=== Activity ===
What is the count of lines in the data that hold the string "below"? State the number alone.

=== Exercise data ===
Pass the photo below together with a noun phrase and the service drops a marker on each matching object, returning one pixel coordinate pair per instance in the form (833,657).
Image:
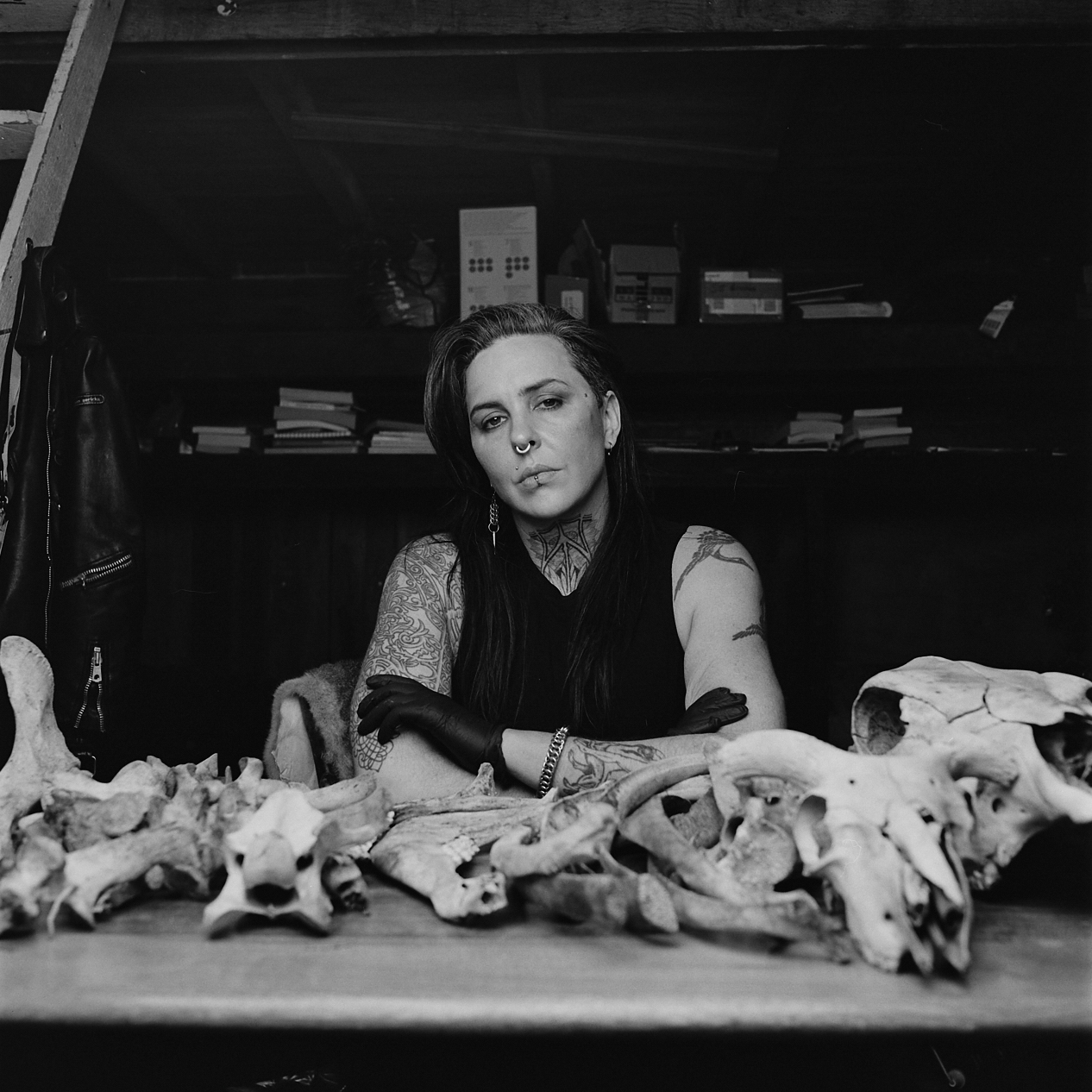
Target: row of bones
(955,767)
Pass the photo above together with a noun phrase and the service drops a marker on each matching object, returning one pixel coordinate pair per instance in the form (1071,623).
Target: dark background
(945,177)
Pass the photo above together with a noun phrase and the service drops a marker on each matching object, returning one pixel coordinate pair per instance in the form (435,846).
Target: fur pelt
(325,696)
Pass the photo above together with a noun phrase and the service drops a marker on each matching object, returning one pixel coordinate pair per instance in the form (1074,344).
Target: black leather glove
(398,702)
(711,711)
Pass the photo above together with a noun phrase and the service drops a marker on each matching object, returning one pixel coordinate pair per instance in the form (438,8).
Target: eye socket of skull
(877,719)
(813,838)
(1067,746)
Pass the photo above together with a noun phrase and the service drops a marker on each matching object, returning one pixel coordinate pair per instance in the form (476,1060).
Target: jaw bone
(40,750)
(881,830)
(1025,737)
(276,857)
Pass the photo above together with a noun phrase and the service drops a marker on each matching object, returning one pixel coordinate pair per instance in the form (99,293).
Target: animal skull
(275,858)
(1035,729)
(881,830)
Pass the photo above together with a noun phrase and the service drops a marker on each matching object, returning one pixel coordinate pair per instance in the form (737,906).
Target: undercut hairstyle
(612,591)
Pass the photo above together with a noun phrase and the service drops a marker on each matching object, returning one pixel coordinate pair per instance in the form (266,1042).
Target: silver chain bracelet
(553,754)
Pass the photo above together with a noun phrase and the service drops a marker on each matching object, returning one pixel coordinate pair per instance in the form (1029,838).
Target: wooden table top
(399,968)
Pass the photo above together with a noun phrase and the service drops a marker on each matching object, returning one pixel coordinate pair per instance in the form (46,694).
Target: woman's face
(537,430)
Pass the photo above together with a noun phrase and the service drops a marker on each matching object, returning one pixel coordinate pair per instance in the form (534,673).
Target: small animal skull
(1031,734)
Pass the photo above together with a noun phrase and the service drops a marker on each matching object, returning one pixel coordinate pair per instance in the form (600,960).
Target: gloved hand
(711,711)
(398,702)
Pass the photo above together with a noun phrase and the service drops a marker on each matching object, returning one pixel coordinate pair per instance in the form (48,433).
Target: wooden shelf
(746,352)
(167,476)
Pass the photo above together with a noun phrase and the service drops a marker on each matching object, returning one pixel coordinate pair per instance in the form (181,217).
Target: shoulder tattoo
(756,628)
(413,631)
(595,762)
(715,545)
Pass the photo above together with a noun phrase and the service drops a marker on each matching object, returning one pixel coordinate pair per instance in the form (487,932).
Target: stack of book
(875,428)
(311,423)
(399,438)
(811,428)
(838,302)
(223,439)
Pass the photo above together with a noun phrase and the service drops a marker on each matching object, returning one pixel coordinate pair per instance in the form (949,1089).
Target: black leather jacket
(71,562)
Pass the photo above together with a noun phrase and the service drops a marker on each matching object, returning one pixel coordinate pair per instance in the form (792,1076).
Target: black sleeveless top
(648,689)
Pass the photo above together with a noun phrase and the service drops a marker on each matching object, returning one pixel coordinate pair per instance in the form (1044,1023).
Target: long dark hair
(612,590)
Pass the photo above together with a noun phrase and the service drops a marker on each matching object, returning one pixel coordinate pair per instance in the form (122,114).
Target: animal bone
(1026,738)
(275,858)
(85,812)
(38,750)
(607,900)
(430,840)
(40,859)
(862,822)
(94,875)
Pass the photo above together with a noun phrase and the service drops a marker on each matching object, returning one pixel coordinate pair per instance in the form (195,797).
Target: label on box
(740,295)
(499,258)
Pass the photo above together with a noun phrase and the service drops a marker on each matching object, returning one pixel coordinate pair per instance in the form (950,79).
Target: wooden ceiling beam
(533,110)
(129,173)
(282,91)
(35,210)
(526,141)
(198,20)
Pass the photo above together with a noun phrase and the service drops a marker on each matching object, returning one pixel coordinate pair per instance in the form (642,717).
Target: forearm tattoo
(594,762)
(563,551)
(416,632)
(756,629)
(715,545)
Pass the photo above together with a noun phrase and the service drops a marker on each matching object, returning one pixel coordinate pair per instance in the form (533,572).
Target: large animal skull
(1037,727)
(881,830)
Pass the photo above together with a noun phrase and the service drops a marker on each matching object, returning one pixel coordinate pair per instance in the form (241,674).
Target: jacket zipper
(49,496)
(97,573)
(94,678)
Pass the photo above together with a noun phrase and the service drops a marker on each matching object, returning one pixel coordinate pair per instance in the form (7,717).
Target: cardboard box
(742,296)
(644,284)
(498,258)
(569,292)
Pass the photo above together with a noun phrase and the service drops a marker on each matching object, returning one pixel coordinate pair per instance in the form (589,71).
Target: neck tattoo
(563,551)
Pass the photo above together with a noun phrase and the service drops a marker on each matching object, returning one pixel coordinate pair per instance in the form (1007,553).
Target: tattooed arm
(416,636)
(721,621)
(587,763)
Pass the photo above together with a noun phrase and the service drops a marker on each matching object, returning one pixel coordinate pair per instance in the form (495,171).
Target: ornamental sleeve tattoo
(416,631)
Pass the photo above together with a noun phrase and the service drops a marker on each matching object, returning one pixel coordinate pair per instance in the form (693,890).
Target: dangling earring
(493,518)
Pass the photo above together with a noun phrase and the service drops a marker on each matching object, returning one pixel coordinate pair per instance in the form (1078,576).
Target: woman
(557,631)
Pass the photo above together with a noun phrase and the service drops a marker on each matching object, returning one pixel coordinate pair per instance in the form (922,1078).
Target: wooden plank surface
(40,198)
(402,969)
(198,20)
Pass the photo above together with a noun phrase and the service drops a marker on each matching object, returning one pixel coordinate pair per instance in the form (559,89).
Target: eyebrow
(526,390)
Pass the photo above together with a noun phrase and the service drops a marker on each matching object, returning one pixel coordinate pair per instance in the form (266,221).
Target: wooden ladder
(49,142)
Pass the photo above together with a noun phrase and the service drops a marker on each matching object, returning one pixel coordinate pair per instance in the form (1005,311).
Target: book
(346,418)
(879,309)
(342,399)
(877,442)
(381,425)
(304,424)
(323,449)
(221,430)
(819,415)
(867,431)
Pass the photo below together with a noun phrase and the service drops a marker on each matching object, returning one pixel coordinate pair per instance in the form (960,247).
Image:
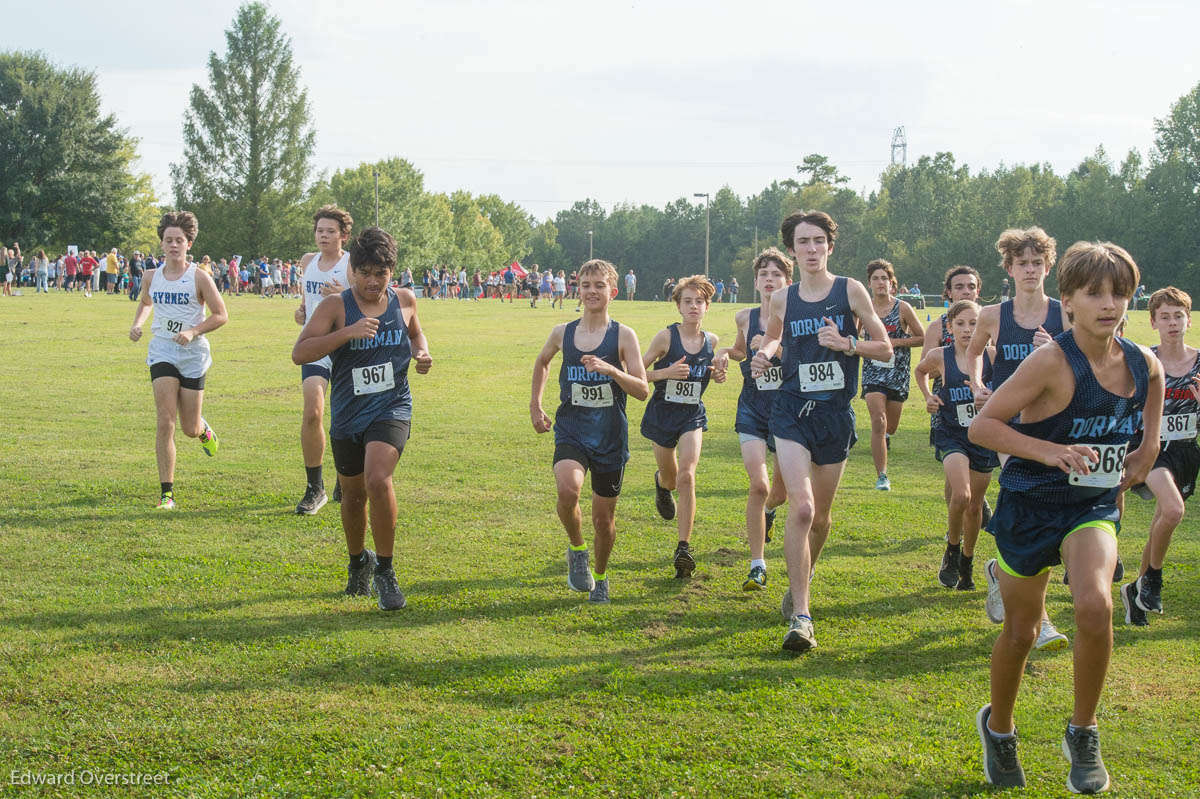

=== Task result ===
2